═══ PROVIDED RECORDS

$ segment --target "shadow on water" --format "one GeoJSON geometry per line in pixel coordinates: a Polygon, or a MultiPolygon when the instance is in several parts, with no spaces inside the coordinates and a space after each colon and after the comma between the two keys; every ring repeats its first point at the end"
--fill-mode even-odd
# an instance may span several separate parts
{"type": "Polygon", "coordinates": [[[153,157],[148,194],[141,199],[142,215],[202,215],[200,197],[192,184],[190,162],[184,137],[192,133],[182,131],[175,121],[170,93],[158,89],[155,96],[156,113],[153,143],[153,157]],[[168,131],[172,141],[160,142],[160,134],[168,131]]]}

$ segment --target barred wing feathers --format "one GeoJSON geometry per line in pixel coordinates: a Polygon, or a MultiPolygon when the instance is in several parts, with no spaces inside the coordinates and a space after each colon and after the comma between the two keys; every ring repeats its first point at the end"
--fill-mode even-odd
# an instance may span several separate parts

══════

## TASK INSTRUCTIONS
Reproduce every line of the records above without changing anything.

## COMPLETE RESPONSE
$ segment --target "shadow on water" --format "one GeoJSON geometry per line in pixel coordinates: a Polygon, or a MultiPolygon when the instance is in several parts, with no spaces inside the coordinates and a space after each colon and after the comma between the two keys; every ring repeats its first point at the end"
--fill-mode even-odd
# an instance may span several separate parts
{"type": "Polygon", "coordinates": [[[153,157],[148,194],[141,199],[142,215],[202,215],[200,197],[192,184],[190,162],[184,137],[192,133],[182,131],[175,121],[170,93],[158,89],[155,96],[156,113],[153,143],[153,157]],[[168,131],[172,141],[160,142],[160,134],[168,131]]]}

$ segment --target barred wing feathers --format "one GeoJSON geometry per line in pixel coordinates: a Polygon, or a MultiPolygon when the instance is in several parts, with no spaces inside the coordinates and a space after each colon and after the comma between the two keys; every ring repeats its first point at the end"
--fill-mode even-odd
# an instance may span several separate parts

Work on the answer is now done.